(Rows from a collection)
↓↓↓
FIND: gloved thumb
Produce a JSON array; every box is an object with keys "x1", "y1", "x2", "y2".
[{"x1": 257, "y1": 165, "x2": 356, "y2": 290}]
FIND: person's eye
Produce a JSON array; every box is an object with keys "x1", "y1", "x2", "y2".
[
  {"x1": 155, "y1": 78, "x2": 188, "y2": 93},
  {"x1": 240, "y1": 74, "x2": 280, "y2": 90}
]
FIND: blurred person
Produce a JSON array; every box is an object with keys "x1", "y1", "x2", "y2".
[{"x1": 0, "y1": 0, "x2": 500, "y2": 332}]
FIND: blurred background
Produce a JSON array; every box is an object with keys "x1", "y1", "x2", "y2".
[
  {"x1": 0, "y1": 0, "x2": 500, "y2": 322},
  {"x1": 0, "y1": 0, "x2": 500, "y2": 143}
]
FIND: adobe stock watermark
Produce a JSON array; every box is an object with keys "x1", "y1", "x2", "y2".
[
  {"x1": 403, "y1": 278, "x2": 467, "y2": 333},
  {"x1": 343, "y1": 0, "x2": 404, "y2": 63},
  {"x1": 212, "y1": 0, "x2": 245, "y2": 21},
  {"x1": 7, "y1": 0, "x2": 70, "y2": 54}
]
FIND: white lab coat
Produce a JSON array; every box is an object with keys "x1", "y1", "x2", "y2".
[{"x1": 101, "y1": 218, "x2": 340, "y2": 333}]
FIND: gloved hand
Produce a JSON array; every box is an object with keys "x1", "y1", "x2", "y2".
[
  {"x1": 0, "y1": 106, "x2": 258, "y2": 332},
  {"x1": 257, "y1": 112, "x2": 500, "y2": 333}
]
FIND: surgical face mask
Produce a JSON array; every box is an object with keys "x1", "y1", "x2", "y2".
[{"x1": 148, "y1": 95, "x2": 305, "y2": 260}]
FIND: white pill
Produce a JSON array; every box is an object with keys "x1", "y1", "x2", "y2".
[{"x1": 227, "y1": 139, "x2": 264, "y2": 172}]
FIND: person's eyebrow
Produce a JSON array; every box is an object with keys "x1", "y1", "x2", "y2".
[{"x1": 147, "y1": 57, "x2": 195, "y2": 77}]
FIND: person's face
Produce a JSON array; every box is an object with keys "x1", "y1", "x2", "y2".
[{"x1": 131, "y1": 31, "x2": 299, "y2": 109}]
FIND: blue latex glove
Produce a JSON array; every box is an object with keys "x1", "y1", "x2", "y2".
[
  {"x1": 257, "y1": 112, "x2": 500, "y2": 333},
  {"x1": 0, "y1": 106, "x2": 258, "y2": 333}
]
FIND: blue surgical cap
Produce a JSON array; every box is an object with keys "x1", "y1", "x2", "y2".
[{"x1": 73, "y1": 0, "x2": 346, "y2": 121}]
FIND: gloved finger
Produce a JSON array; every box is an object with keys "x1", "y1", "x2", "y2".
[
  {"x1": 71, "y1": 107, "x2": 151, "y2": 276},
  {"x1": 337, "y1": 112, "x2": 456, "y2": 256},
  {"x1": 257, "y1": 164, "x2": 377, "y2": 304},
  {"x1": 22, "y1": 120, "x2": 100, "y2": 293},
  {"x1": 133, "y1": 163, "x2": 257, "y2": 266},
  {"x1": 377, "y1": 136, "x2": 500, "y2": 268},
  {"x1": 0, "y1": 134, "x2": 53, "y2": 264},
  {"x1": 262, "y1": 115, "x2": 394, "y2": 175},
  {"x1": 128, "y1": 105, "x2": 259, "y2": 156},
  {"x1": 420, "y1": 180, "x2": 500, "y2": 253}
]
↑↑↑
| Work to do |
Arrange the rows above as a numbered list, starting at the line containing "FIND: person's face" and continuing through the last row, and omit any blank lines.

| Problem solution |
1. FIND: person's face
2. Produce a JSON array; every box is an object with keys "x1", "y1", "x2", "y2".
3. [{"x1": 131, "y1": 31, "x2": 299, "y2": 109}]
4. FIND: blue latex glove
5. Produce a JSON array; every box is an object with keys "x1", "y1", "x2", "y2".
6. [
7.   {"x1": 257, "y1": 112, "x2": 500, "y2": 333},
8.   {"x1": 0, "y1": 106, "x2": 258, "y2": 333}
9. ]
10. FIND: blue surgical cap
11. Produce a JSON array; every box is an object with keys "x1", "y1", "x2", "y2".
12. [{"x1": 73, "y1": 0, "x2": 346, "y2": 121}]
13. FIND: gloved finger
14. Produce a JSON array; every box is an object with keys "x1", "y1", "x2", "y2".
15. [
16.   {"x1": 71, "y1": 107, "x2": 151, "y2": 276},
17.   {"x1": 337, "y1": 112, "x2": 456, "y2": 256},
18.   {"x1": 257, "y1": 164, "x2": 377, "y2": 304},
19.   {"x1": 22, "y1": 120, "x2": 100, "y2": 293},
20.   {"x1": 133, "y1": 163, "x2": 257, "y2": 266},
21.   {"x1": 377, "y1": 136, "x2": 500, "y2": 268},
22.   {"x1": 0, "y1": 134, "x2": 53, "y2": 264},
23.   {"x1": 262, "y1": 115, "x2": 394, "y2": 175},
24.   {"x1": 128, "y1": 105, "x2": 259, "y2": 156},
25.   {"x1": 420, "y1": 180, "x2": 500, "y2": 253}
26. ]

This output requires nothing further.